Problems and tasks |
a) Answer these questions from the blog post on invertebrate sightings:
(i) To whom should sightings be sent by email?
(ii) How many Cabbage Whites were seen at McIntyre reservoir?
(iii) What was found along the pathway at Panama Flats?
b) List every detail that the blog post on invertebrate sightings says to include when sending a sighting by email.
c) Print the blog post on invertebrate sightings from "2017 October 29" up to and including "last few days.".

This blog provides an informal forum for terrestrial invertebrate watchers to post recent sightings of interesting observations in the southern Vancouver Island region. Please send your sightings by email to Jeremy Tatum (tatumjb352@gmail.com). Be sure to include your name, phone number, the species name (common or scientific) of the invertebrate you saw, location, date, and number of individuals. If you have a photograph you are willing to share, please send it along. Click on the title above for an index of past sightings.The index is updated most days.

October 29 evening

2017 October 29 evening

 

   Jeremy Tatum writes:  I went to McIntyre reservoir this afternoon hoping to stave off the onset of S.A.D. by one more day, and I saw two Cabbage Whites there.  There have been sightings of this species from other locations in the last few days.

 

   Banded Woolly Bears have also been reported from several places in the last few days – McIntyre Reservoir, Swan Lake, Quick’s Bottom, Rithet’s Bog.  Yesterday I visited Panama Flats, and there were many squashed Banded Woolly Bears along the pathway.  I remarked on this last year, and I think there were far too many to have been accidentally trodden upon.  I think the automatic reaction of many people to seeing a caterpillar is to stomp on it.  Just as the automatic reaction of many people to seeing a mushroom is to kick it over.

Recorded information |
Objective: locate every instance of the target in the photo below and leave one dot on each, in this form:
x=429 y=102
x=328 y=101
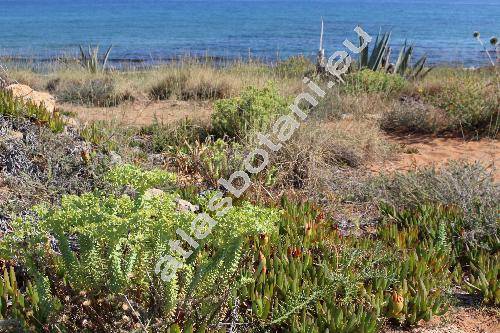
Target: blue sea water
x=161 y=29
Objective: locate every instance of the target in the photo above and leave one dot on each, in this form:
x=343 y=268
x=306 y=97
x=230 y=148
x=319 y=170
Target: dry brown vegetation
x=352 y=156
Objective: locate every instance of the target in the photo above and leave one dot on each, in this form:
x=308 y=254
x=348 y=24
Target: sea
x=160 y=30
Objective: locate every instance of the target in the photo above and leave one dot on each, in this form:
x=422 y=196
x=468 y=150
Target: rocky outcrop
x=27 y=94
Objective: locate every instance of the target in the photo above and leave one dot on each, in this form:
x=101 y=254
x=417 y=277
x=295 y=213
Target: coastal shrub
x=469 y=187
x=107 y=245
x=374 y=82
x=97 y=92
x=296 y=67
x=475 y=261
x=471 y=103
x=318 y=153
x=253 y=111
x=16 y=108
x=410 y=115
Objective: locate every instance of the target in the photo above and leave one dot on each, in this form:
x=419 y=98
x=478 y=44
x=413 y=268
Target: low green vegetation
x=88 y=212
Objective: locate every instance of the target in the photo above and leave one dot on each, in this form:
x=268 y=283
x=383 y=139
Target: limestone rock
x=38 y=98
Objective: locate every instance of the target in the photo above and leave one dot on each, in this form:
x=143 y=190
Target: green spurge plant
x=28 y=308
x=89 y=59
x=380 y=57
x=254 y=110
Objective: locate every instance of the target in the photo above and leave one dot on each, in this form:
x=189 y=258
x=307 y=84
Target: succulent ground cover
x=317 y=244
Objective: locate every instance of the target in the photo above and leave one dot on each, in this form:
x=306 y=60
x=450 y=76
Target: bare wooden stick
x=320 y=64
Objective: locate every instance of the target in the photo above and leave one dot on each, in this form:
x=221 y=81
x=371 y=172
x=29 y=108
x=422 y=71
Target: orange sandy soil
x=142 y=113
x=421 y=150
x=458 y=320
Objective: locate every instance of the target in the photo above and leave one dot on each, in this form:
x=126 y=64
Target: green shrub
x=173 y=85
x=17 y=108
x=469 y=187
x=374 y=82
x=296 y=67
x=415 y=116
x=253 y=111
x=162 y=138
x=28 y=307
x=470 y=103
x=206 y=90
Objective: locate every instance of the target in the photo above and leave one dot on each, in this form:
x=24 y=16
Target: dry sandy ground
x=422 y=151
x=142 y=113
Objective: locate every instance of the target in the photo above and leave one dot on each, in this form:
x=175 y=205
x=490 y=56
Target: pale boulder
x=27 y=94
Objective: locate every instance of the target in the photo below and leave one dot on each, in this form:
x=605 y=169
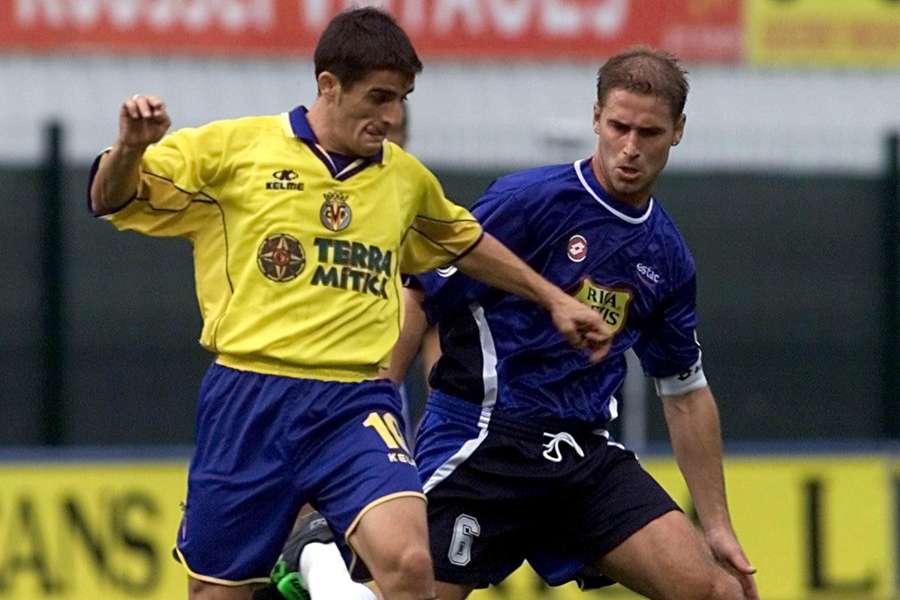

Responses to the tasks |
a)
(i) Jeremy Tatum
(ii) Two
(iii) Many squashed Banded Woolly Bears

b)
- Name
- Phone number
- Species name (common or scientific) of the invertebrate seen
- Location
- Date
- Number of individuals

c)
2017 October 29 evening

 

   Jeremy Tatum writes:  I went to McIntyre reservoir this afternoon hoping to stave off the onset of S.A.D. by one more day, and I saw two Cabbage Whites there.  There have been sightings of this species from other locations in the last few days.